# [STATED TASK A]
Return every row that contains the string "pink". The match is case-sensitive.

# [READING TEXT]
━━━

# First Fish on Fly!



## Brett (Jul 16, 2008)

Congrats on the first fly caught fish.
You can convert a spinning rod to a short flyrod,
by sawing off the bottom portion of the rods grip.
Leave enough to make a fighting butt.
Ain't kosher, but it'll get 'er done.
I do have fun with the bargain barrel at wally world...


----------



## paint it black (Nov 3, 2007)

lol I still cant believe my rod broke. The first time I took it out. I had rigged the top section off another rod, but it didn't work for too long. lol The problem with this rod, it doesnt have as much action, so I can't get good cast. It slings the fly toward me instead of away from me like my fly rod did. My girlfriend said she's going to buy me an 8wt fly rod as a deal we did (she crashed a truck at work and I had to fix it...lol) but she's stalling. She keeps saying "next week". So I refuse to buy myself one. I need something heavy enough to fight a big peacock, snook, and tarpon. And I plan on using it for salt water too, so who knows what I might get on there.


----------



## HaMm3r (Dec 11, 2006)

That's outstanding man! [smiley=1-thumbsup1.gif] A big congratulations to you. [smiley=1-beer.gif]

Now that you've done it once, be prepared for the real frustration and joy this branch of the sport can bring. ;D Oh, you better get a second job too.


----------



## galleta_loco (Sep 2, 2007)

Here is a neat old wright mcgill pack rod i recently aquired shown in both configurations you just turn the grip around


----------



## skinny_water (Jun 11, 2008)

> That's outstanding man! [smiley=1-thumbsup1.gif] A big congratulations to you. [smiley=1-beer.gif]
> 
> Now that you've done it once, be prepared for the real frustration and joy this branch of the sport can bring. ;D Oh, you better get a second job too.


x2, it is a vicious circle.


----------



## Un-shore (Sep 27, 2007)

I think you just invented a carbine flyrod for fighting close quarters in the bush!


----------



## pescador72 (Aug 6, 2008)

congrats thats a nice peacock.


----------



## jchin7 (May 17, 2018)

congrats on the first fish on the fly.


----------



## Smackdaddy53 (Dec 31, 2012)

jchin7 said:


> congrats on the first fish on the fly.


Dude’s been fly fishing since 2009 but better late than never! Congratulations on your 20th post, you can post your classified ad now!


----------



## fishnpreacher (Jul 28, 2018)

Smackdaddy53 said:


> Dude’s been fly fishing since 2009 but better late than never! Congratulations on your 20th post, you can post your classified ad now!


I saw about 15 responses here and the name jchin7 on every one of them and my first thought was "Wonder what he's wanting to sell?" I hate weeding thru all the junk to find a real reply.


----------



## JaxFishingAdventures (Dec 8, 2021)

Smackdaddy53 said:


> Dude’s been fly fishing since 2009 but better late than never! Congratulations on your 20th post, you can post your classified ad now!


😂😂
I'm after 20 just to be able to comment on stuff for sale!


----------



## Smackdaddy53 (Dec 31, 2012)

JaxFishingAdventures said:


> 😂😂
> I'm after 20 just to be able to comment on stuff for sale!


Congratulations. Post your phone number so I can call and give you lowball offers and kick tires in many different voices. I have your number puto!


----------



## JaxFishingAdventures (Dec 8, 2021)

Smackdaddy53 said:


> Congratulations. Post your phone number so I can call and give you lowball offers and kick tires in many different voices. I have your number puto!


I'm not selling anything. And I never post my real number, just a Google voice one 👍🏼


----------

━━━

# [SUPPLIED DATA]
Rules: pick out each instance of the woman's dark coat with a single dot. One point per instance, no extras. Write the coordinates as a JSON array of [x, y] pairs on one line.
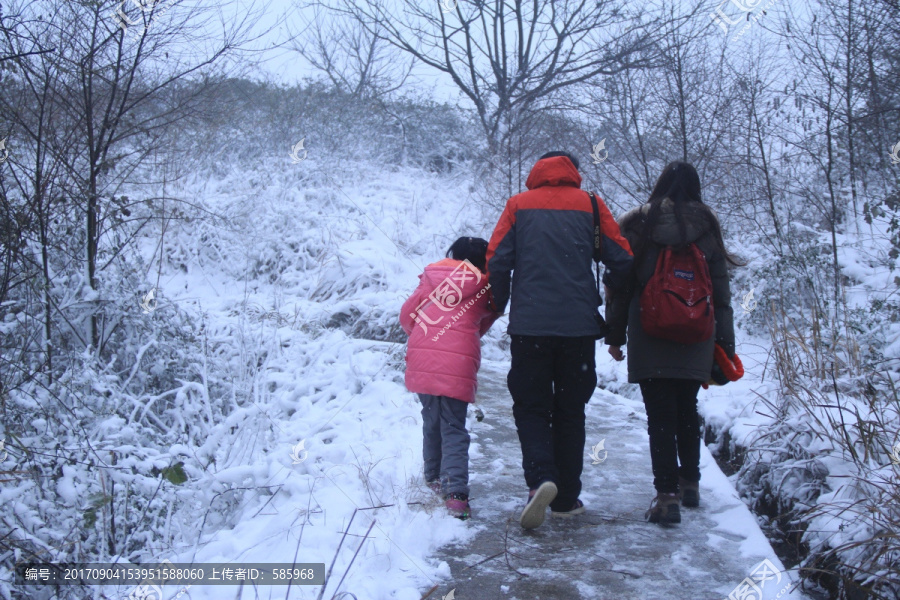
[[650, 357]]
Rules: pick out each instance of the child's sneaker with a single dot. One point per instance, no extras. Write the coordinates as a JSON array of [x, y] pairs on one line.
[[538, 500], [458, 505], [577, 509]]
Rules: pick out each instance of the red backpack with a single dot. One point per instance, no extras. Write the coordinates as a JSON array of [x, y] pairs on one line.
[[676, 303]]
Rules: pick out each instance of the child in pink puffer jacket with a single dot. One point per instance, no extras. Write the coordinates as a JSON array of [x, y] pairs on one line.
[[445, 318]]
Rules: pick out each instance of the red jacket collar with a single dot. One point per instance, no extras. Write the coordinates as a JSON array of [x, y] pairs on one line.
[[554, 171]]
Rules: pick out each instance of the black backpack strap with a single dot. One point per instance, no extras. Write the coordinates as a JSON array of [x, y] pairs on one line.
[[598, 241]]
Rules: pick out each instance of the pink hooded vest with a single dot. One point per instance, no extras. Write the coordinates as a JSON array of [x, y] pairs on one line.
[[445, 318]]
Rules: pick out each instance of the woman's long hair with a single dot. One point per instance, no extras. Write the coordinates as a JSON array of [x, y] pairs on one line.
[[680, 183], [471, 249]]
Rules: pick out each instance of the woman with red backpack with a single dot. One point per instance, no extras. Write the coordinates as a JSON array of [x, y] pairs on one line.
[[676, 308]]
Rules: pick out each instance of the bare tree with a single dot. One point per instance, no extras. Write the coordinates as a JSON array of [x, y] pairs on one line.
[[357, 61], [108, 96], [509, 57]]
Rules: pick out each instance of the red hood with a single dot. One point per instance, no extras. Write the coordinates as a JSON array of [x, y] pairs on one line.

━━━

# [STATED TASK B]
In the forum thread, what does Brett say to saw off a spinning rod to convert it to a short flyrod?

# [PROBLEM SOLUTION A]
Rules: pick out each instance of the child in pink puffer jacket with a single dot. One point per instance, no extras. Write the coordinates as a JSON array of [x, y] pairs on one line.
Rules: pick out each instance of the pink hooded vest with a single dot. One point per instance, no extras. Write the coordinates as a JSON array of [x, y] pairs on one line.

# [PROBLEM SOLUTION B]
The bottom portion of the rod's grip, leaving enough to make a fighting butt.